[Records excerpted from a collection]
++++++++++
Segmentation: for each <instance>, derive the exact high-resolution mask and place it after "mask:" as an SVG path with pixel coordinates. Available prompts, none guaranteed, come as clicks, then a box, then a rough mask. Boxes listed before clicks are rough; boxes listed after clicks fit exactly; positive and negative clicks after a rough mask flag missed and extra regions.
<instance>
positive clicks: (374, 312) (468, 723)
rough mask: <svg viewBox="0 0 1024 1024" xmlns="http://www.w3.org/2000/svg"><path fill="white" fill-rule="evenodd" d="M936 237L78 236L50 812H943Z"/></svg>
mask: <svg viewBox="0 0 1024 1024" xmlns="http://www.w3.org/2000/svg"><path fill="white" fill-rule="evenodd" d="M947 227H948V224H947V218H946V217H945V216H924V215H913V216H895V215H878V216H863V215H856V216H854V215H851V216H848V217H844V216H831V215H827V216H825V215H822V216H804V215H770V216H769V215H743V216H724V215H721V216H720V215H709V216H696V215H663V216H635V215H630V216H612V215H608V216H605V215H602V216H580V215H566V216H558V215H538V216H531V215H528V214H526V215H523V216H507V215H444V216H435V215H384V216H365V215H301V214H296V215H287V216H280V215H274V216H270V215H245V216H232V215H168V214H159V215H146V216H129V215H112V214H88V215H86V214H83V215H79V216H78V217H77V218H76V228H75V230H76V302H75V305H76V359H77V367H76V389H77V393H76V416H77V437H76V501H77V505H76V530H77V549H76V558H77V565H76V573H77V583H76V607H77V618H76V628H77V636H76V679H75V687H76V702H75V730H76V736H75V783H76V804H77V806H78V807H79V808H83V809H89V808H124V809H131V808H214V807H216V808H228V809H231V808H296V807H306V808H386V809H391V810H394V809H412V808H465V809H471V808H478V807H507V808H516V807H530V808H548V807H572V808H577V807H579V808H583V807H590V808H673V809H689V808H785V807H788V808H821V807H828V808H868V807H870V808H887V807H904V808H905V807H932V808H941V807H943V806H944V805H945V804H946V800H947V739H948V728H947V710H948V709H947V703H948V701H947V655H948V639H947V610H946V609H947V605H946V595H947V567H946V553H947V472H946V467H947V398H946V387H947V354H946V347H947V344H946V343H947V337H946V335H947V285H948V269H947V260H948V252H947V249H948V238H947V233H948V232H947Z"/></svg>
++++++++++
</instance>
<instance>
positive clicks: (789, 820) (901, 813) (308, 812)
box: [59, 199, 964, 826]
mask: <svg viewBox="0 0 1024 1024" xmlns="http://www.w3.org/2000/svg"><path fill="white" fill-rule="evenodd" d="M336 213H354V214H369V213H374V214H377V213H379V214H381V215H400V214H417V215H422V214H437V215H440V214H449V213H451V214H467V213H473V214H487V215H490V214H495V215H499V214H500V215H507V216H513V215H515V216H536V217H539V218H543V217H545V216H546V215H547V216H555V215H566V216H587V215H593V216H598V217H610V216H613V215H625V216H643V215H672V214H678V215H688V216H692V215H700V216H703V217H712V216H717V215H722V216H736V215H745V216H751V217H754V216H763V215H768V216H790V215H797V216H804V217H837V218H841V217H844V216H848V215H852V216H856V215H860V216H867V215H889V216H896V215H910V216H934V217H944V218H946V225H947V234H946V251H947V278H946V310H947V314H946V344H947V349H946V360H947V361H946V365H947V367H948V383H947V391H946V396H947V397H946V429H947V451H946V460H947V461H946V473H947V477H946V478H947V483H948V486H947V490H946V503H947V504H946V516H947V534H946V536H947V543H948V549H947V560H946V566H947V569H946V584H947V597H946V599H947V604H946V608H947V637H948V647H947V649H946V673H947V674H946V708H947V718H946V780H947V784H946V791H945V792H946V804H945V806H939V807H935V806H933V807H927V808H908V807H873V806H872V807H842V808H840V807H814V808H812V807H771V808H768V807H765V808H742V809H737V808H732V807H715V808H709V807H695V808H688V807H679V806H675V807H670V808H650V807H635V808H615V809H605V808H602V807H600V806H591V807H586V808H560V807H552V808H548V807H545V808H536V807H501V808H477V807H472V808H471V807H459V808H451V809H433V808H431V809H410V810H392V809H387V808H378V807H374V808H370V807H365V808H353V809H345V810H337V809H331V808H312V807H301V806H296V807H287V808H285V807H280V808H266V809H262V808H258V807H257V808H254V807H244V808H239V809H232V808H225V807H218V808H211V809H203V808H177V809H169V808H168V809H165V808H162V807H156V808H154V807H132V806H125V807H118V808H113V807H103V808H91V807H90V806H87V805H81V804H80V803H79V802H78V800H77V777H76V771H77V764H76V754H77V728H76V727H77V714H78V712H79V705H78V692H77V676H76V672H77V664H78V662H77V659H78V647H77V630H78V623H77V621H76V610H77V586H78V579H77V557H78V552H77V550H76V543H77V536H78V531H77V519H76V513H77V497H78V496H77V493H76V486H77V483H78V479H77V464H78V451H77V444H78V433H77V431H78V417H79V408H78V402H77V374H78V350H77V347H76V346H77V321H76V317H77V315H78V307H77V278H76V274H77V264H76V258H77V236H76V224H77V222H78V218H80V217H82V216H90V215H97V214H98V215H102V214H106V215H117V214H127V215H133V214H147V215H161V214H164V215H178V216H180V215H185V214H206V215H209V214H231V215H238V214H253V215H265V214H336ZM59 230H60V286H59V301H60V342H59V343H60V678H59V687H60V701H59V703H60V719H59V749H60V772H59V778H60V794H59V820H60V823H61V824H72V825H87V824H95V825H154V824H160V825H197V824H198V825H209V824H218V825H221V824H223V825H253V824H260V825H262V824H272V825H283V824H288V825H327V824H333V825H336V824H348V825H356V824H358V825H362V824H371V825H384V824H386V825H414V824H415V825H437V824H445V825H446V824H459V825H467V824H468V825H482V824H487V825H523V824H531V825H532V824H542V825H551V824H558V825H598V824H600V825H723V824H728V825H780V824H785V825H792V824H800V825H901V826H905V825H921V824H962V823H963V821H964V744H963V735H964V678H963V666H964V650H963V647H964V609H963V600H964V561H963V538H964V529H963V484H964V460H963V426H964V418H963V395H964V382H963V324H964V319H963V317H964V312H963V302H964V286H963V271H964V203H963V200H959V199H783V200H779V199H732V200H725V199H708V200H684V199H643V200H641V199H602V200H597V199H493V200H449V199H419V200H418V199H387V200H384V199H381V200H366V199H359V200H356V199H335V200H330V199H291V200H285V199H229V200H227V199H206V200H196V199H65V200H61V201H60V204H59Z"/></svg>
++++++++++
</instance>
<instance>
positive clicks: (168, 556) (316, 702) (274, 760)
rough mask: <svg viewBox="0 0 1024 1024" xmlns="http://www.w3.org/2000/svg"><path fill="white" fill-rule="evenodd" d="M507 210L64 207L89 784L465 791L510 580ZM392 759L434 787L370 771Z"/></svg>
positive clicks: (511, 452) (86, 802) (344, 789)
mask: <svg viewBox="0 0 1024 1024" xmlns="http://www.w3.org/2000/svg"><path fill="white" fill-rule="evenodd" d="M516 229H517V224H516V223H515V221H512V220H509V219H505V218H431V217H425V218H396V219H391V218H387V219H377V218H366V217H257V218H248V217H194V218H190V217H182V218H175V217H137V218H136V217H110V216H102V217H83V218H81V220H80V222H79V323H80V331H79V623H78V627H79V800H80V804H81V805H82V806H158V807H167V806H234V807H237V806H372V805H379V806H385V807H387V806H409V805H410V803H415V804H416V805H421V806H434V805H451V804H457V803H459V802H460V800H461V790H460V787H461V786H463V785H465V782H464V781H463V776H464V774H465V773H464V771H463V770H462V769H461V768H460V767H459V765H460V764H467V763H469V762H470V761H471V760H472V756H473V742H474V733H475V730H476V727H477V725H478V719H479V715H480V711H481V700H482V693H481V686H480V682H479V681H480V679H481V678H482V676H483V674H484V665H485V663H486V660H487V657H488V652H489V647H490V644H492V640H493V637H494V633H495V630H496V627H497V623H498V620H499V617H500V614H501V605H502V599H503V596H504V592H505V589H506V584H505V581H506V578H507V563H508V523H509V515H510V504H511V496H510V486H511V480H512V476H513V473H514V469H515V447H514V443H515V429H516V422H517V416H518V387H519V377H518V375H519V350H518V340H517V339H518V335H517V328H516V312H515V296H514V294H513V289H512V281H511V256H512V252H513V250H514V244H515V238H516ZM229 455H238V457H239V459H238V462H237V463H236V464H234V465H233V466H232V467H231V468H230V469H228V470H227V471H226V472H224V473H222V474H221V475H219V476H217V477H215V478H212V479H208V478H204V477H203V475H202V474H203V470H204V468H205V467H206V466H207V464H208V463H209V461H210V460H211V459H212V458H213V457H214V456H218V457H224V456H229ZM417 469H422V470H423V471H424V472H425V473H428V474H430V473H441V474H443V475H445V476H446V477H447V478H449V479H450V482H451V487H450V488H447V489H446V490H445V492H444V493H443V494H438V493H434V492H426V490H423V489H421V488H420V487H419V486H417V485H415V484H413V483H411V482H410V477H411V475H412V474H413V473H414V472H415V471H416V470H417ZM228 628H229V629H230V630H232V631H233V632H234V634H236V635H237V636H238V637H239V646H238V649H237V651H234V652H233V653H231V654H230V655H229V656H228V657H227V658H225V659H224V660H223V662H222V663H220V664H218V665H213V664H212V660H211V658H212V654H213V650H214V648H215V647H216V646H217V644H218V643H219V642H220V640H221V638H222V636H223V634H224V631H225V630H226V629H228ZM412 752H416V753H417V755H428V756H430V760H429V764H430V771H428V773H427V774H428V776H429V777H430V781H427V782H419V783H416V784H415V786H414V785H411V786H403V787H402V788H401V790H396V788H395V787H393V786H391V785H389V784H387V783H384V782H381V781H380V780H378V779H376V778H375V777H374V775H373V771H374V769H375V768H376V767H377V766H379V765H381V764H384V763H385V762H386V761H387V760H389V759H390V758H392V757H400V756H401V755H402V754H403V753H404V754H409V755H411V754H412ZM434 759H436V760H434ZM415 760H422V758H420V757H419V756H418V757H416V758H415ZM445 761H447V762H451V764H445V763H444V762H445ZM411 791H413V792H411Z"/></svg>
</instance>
++++++++++
■ Work request:
There is a run of lines above from the one with "positive clicks: (168, 556)" to the one with "210L64 207L89 784L465"; print exactly that run, both ends included, and nothing else.

■ Solution:
positive clicks: (168, 556) (316, 702) (274, 760)
rough mask: <svg viewBox="0 0 1024 1024" xmlns="http://www.w3.org/2000/svg"><path fill="white" fill-rule="evenodd" d="M507 210L64 207L89 784L465 791L510 580ZM392 759L434 787L370 771Z"/></svg>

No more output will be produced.